_Aim of the exercise_
Copy the forum post about NYU and Columbia word for word, from "Both schools have" to "while walking around.".

Posted: Sun Mar 11, 2012 10:08 pm
by kaiser
Culture is going to be essentially the same. I go to NYU and dated a girl from Columbia for awhile, so I spent quite a bit of time on both campuses. Any differences in "culture" are really just forced and manufactured by 0L's. You could take the whole student body of one and switch it around with the other, and no one would know the difference. The student bodies of both are large enough that you get the full spectrum of personalities, career aspirations, snottiness, etc.

Both schools have a large contingent of rich kids from the typical rich kid backgrounds. So of course both skew toward the higher end of the socio-economic spectrum. Career aspirations are largely going to skew toward NYC biglaw jobs, with a decent number of kids looking toward public interest (perhaps a bit more at NYU than at Columbia, but similar nonetheless). As for diversity, NYU has a very strong LLM program, so I am always hearing different languages as I walk through the halls. Not too many black folks, but I know many hispanics, Asians, and many European LLM students. Yet, while at Columbia, I saw just as much diversity while walking around.

_The data_
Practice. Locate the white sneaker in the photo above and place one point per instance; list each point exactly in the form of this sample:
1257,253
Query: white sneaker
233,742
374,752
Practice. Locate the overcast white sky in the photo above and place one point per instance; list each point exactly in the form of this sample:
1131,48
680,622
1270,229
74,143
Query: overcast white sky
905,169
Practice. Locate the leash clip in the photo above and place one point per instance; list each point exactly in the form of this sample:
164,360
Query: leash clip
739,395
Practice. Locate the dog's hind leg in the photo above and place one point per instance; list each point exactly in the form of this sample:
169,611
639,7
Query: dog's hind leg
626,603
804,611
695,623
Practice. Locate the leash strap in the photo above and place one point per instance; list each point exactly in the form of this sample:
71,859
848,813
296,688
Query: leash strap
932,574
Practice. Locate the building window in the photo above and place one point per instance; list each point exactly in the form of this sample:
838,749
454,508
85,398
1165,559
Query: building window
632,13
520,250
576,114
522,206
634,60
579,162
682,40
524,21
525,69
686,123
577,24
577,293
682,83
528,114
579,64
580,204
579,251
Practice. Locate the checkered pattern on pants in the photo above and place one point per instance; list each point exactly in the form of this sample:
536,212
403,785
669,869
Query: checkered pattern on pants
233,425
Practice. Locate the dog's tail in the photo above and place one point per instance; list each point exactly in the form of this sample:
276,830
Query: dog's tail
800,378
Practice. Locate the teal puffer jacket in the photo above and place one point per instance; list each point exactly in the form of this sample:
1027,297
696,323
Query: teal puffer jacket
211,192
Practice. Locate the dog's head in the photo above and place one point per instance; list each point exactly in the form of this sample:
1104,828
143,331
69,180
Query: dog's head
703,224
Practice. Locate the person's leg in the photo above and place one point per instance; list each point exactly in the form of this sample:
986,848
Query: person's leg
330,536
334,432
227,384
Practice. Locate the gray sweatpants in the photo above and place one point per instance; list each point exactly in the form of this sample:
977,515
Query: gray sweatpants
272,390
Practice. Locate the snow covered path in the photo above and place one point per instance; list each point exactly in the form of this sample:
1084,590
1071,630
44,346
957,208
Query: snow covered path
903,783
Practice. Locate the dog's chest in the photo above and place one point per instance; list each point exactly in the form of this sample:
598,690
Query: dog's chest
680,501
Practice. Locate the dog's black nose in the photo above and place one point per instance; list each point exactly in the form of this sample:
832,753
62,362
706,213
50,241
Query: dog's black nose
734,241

_Response_
Both schools have a large contingent of rich kids from the typical rich kid backgrounds. So of course both skew toward the higher end of the socio-economic spectrum. Career aspirations are largely going to skew toward NYC biglaw jobs, with a decent number of kids looking toward public interest (perhaps a bit more at NYU than at Columbia, but similar nonetheless). As for diversity, NYU has a very strong LLM program, so I am always hearing different languages as I walk through the halls. Not too many black folks, but I know many hispanics, Asians, and many European LLM students. Yet, while at Columbia, I saw just as much diversity while walking around.